— START PROVIDED RECORDS —

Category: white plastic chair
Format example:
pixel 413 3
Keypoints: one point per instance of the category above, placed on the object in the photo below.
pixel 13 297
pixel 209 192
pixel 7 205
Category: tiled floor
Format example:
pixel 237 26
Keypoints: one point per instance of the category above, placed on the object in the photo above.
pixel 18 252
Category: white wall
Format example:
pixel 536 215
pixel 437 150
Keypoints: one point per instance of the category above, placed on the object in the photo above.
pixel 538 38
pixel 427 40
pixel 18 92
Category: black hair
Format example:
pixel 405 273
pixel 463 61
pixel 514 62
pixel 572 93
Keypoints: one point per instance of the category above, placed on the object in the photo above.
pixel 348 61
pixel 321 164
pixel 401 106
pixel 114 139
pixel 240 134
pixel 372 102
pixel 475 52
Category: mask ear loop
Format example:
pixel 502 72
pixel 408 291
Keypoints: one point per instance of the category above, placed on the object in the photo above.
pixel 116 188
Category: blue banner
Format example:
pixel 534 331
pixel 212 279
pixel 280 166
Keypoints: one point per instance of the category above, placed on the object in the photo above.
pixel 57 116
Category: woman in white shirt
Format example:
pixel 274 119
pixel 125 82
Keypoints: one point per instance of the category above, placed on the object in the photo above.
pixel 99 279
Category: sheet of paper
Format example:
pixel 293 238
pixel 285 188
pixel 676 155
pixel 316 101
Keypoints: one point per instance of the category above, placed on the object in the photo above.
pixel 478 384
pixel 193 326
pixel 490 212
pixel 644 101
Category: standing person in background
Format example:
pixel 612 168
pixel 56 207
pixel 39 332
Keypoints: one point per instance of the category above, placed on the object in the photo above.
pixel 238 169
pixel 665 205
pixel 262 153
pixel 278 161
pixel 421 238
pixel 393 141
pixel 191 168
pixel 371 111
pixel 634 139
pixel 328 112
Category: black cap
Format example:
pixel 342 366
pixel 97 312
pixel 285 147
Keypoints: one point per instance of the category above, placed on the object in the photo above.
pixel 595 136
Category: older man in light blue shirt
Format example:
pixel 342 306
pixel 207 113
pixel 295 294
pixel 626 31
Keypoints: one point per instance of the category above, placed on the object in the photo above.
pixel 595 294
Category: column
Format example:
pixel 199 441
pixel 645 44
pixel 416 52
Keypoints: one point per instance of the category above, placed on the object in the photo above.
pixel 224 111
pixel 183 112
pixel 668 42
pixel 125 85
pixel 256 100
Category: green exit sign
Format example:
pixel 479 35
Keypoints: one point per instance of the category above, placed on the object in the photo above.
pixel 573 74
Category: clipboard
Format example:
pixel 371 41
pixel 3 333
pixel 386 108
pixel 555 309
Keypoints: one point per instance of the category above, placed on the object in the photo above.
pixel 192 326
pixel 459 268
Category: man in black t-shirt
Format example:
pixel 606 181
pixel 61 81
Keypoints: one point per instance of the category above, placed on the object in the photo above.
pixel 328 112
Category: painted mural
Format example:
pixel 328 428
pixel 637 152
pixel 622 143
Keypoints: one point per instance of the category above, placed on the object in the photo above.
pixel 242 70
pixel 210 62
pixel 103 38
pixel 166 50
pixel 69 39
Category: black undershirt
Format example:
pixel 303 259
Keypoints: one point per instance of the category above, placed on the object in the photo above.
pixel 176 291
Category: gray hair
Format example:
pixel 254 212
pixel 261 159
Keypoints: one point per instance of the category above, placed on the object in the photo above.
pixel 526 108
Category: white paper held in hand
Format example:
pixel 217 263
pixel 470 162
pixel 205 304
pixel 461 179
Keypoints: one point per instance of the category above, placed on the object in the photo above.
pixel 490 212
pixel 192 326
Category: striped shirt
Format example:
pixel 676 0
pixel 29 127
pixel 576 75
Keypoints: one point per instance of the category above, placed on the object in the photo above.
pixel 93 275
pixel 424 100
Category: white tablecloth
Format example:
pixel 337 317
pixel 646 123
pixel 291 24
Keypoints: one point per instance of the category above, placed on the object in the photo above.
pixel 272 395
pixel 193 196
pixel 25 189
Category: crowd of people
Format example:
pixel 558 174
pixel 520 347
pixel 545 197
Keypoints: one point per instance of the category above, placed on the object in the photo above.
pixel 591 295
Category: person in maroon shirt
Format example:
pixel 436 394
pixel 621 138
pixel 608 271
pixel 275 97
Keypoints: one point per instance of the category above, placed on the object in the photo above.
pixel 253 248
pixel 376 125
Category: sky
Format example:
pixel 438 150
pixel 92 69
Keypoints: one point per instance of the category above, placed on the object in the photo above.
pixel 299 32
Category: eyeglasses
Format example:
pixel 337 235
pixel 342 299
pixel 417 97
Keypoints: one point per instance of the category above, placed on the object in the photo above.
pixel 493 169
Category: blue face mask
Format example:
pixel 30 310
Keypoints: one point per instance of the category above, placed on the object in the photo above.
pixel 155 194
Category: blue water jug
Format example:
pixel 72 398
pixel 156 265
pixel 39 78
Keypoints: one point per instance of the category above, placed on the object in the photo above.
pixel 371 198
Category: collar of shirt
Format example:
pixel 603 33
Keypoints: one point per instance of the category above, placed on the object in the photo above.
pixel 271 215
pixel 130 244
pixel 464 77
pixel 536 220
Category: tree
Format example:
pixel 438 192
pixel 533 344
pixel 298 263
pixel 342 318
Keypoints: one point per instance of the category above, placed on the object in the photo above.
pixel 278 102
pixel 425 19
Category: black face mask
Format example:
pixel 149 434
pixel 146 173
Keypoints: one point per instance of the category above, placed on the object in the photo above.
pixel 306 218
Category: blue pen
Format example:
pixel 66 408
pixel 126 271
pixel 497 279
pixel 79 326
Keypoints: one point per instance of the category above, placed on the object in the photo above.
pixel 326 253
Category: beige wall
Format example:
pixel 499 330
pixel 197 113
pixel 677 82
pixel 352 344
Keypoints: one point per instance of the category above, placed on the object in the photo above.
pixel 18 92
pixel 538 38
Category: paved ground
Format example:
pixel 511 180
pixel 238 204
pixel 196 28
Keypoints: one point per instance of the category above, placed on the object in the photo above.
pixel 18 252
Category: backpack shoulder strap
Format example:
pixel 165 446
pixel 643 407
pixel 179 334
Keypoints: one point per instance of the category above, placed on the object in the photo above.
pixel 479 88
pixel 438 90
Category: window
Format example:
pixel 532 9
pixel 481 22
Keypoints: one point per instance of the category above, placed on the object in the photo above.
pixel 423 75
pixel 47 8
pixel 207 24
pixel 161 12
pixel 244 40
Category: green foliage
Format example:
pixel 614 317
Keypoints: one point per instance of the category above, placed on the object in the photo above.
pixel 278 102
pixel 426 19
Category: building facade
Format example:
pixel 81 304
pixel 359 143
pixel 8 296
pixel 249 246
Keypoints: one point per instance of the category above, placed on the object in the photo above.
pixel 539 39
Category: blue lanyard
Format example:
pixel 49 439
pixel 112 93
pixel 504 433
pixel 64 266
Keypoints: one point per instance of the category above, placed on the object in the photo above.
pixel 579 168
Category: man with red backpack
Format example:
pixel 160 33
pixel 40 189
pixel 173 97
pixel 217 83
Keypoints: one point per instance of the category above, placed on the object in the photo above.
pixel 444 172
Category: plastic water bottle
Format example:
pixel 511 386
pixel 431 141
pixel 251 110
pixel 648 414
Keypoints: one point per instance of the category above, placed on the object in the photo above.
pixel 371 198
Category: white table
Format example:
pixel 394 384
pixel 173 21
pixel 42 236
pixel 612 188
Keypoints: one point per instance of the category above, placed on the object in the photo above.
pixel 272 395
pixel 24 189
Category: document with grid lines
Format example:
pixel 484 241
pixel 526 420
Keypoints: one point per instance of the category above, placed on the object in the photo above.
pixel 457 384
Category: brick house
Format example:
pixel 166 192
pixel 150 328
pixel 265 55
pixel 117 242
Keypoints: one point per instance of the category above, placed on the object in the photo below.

— END PROVIDED RECORDS —

_EXERCISE REQUIREMENTS_: Copy each record from above exactly, and include every line.

_TASK ANSWER_:
Category: white plastic chair
Format example:
pixel 413 3
Keypoints: one point per instance of the category above, placed on the object in the photo below.
pixel 13 297
pixel 209 192
pixel 7 205
Category: tiled floor
Format example:
pixel 237 26
Keypoints: one point per instance of the category above, placed on the object in the photo above.
pixel 18 252
Category: white wall
Format example:
pixel 536 215
pixel 437 150
Keypoints: one point per instance of the category above, placed on the object in the photo above.
pixel 538 38
pixel 427 40
pixel 18 92
Category: black hair
Format example:
pixel 405 273
pixel 463 61
pixel 514 62
pixel 572 93
Keypoints: one point per instance of the category above, placed on the object in the photo above.
pixel 348 61
pixel 321 164
pixel 401 106
pixel 114 139
pixel 240 134
pixel 372 102
pixel 475 52
Category: mask ear loop
Format example:
pixel 502 72
pixel 408 291
Keypoints: one point per instance of the category above, placed on the object in the photo above.
pixel 116 188
Category: blue banner
Format example:
pixel 534 331
pixel 212 279
pixel 280 166
Keypoints: one point per instance of the category above, placed on the object in the photo above.
pixel 57 116
Category: woman in white shirt
Format example:
pixel 274 119
pixel 125 82
Keypoints: one point per instance of the category above, placed on the object in the photo above.
pixel 99 279
Category: sheet of paper
Format example:
pixel 293 238
pixel 285 188
pixel 676 155
pixel 316 101
Keypoints: one point per instance of the category above, placed on the object in the photo above.
pixel 478 384
pixel 193 326
pixel 490 212
pixel 644 101
Category: standing person in background
Format example:
pixel 612 168
pixel 56 207
pixel 39 332
Keypoints: one point per instance of the category above, placed on the object in the photo above.
pixel 238 169
pixel 665 205
pixel 262 153
pixel 278 161
pixel 421 238
pixel 393 141
pixel 191 168
pixel 371 111
pixel 634 139
pixel 328 112
Category: black cap
Format example:
pixel 342 366
pixel 97 312
pixel 285 147
Keypoints: one point per instance of the category above, placed on the object in the photo above.
pixel 595 136
Category: older man in light blue shirt
Format example:
pixel 342 306
pixel 207 113
pixel 295 294
pixel 626 31
Keypoints: one point per instance of the category above, placed on the object in the photo above.
pixel 595 294
Category: column
Format example:
pixel 199 441
pixel 645 44
pixel 416 52
Keypoints: one point per instance of the category above, placed on the object in the photo above.
pixel 224 111
pixel 183 112
pixel 668 42
pixel 125 85
pixel 256 100
Category: green exit sign
Format example:
pixel 479 35
Keypoints: one point per instance of the category above, placed on the object in the photo above.
pixel 573 74
Category: clipboard
Format example:
pixel 371 41
pixel 3 333
pixel 386 108
pixel 555 309
Keypoints: one point per instance of the category above, placed on the object in the photo above.
pixel 192 326
pixel 459 268
Category: man in black t-shirt
Format example:
pixel 606 181
pixel 61 81
Keypoints: one point per instance of the category above, placed on the object in the photo above.
pixel 328 112
Category: painted mural
Format example:
pixel 328 428
pixel 637 152
pixel 622 143
Keypoints: one point per instance of the category above, placed on the object in the photo above.
pixel 242 70
pixel 210 62
pixel 103 38
pixel 166 50
pixel 69 39
Category: black undershirt
Format example:
pixel 303 259
Keypoints: one point per instance of the category above, placed on the object in the photo above.
pixel 176 291
Category: gray hair
Format example:
pixel 254 212
pixel 261 159
Keypoints: one point per instance of the category above, placed on the object in the photo above.
pixel 526 108
Category: white paper held in hand
Format example:
pixel 217 263
pixel 470 162
pixel 205 304
pixel 461 179
Keypoints: one point per instance of the category above, placed on the object in the photo above.
pixel 490 212
pixel 192 326
Category: striped shirt
Format example:
pixel 676 0
pixel 29 127
pixel 576 75
Keypoints: one point per instance of the category above, placed on the object in the photo above.
pixel 93 275
pixel 424 100
Category: white tablecloth
Format example:
pixel 337 317
pixel 646 123
pixel 291 24
Keypoints: one point per instance of the category above, placed on the object in the photo above.
pixel 272 395
pixel 193 196
pixel 25 189
Category: crowd of people
Format example:
pixel 558 174
pixel 520 347
pixel 545 197
Keypoints: one point per instance of the category above, placed on the object in the photo above.
pixel 591 295
Category: person in maroon shirt
Format example:
pixel 436 394
pixel 621 138
pixel 608 271
pixel 275 97
Keypoints: one point per instance of the category above, placed on the object in the photo above.
pixel 253 248
pixel 376 125
Category: sky
Format example:
pixel 438 150
pixel 92 69
Keypoints: one point per instance of the category above, placed on the object in the photo above.
pixel 299 32
Category: eyeglasses
Format example:
pixel 337 235
pixel 342 299
pixel 417 97
Keypoints: one point per instance of the category above, placed on the object in the photo above.
pixel 493 169
Category: blue face mask
Format example:
pixel 30 310
Keypoints: one point per instance of the category above, placed on the object in the photo above.
pixel 155 194
Category: blue water jug
Format example:
pixel 72 398
pixel 156 265
pixel 39 78
Keypoints: one point per instance of the category above, placed on the object in the photo above.
pixel 371 198
Category: collar of shirt
Format example:
pixel 603 33
Keypoints: one point per instance of the category above, placed on the object in the photo above.
pixel 271 215
pixel 130 244
pixel 464 77
pixel 536 220
Category: tree
Format example:
pixel 438 192
pixel 533 344
pixel 298 263
pixel 342 318
Keypoints: one point per instance of the category above, placed on the object in the photo above.
pixel 278 102
pixel 425 19
Category: black face mask
Format example:
pixel 149 434
pixel 146 173
Keypoints: one point per instance of the category above, placed on the object in the photo above.
pixel 306 218
Category: blue pen
Format example:
pixel 66 408
pixel 126 271
pixel 497 279
pixel 79 326
Keypoints: one point per instance of the category above, placed on the object in the photo above.
pixel 326 253
Category: beige wall
Format example:
pixel 499 330
pixel 197 113
pixel 677 82
pixel 352 344
Keypoints: one point per instance of the category above, placed on the object in the photo above.
pixel 18 92
pixel 538 38
Category: paved ground
Format example:
pixel 511 180
pixel 238 204
pixel 196 28
Keypoints: one point per instance of the category above, placed on the object in the photo above.
pixel 18 252
Category: backpack shoulder strap
Format example:
pixel 165 446
pixel 643 407
pixel 179 334
Keypoints: one point per instance of the category above, placed on the object in the photo above.
pixel 479 88
pixel 438 90
Category: window
Format example:
pixel 532 9
pixel 481 22
Keypoints: one point per instance of the category above, placed on the object in the photo above.
pixel 423 75
pixel 47 8
pixel 207 24
pixel 161 12
pixel 244 40
Category: green foliage
Format example:
pixel 614 317
Keypoints: one point per instance of the category above, placed on the object in the photo above.
pixel 278 102
pixel 426 19
Category: building facade
Format example:
pixel 81 304
pixel 359 143
pixel 8 296
pixel 249 246
Keypoints: one point per instance of the category above, placed on the object in the photo above.
pixel 539 39
Category: blue lanyard
Format example:
pixel 49 439
pixel 112 93
pixel 504 433
pixel 64 266
Keypoints: one point per instance of the category above, placed on the object in the photo above.
pixel 579 168
Category: man with red backpack
Format example:
pixel 160 33
pixel 40 189
pixel 173 97
pixel 217 83
Keypoints: one point per instance of the category above, placed on the object in the photo above.
pixel 444 172
Category: plastic water bottle
Format example:
pixel 511 386
pixel 431 141
pixel 251 110
pixel 648 414
Keypoints: one point per instance of the category above, placed on the object in the photo above.
pixel 371 198
Category: white table
Format example:
pixel 394 384
pixel 173 21
pixel 42 236
pixel 612 188
Keypoints: one point per instance of the category above, placed on the object in the photo above.
pixel 272 395
pixel 24 189
Category: document with grid lines
Format example:
pixel 484 241
pixel 526 420
Keypoints: one point per instance of the category above, placed on the object in the photo above.
pixel 457 384
Category: brick house
Format example:
pixel 166 192
pixel 150 328
pixel 265 55
pixel 117 242
Keypoints: one point per instance of the category above, placed on the object in the photo below.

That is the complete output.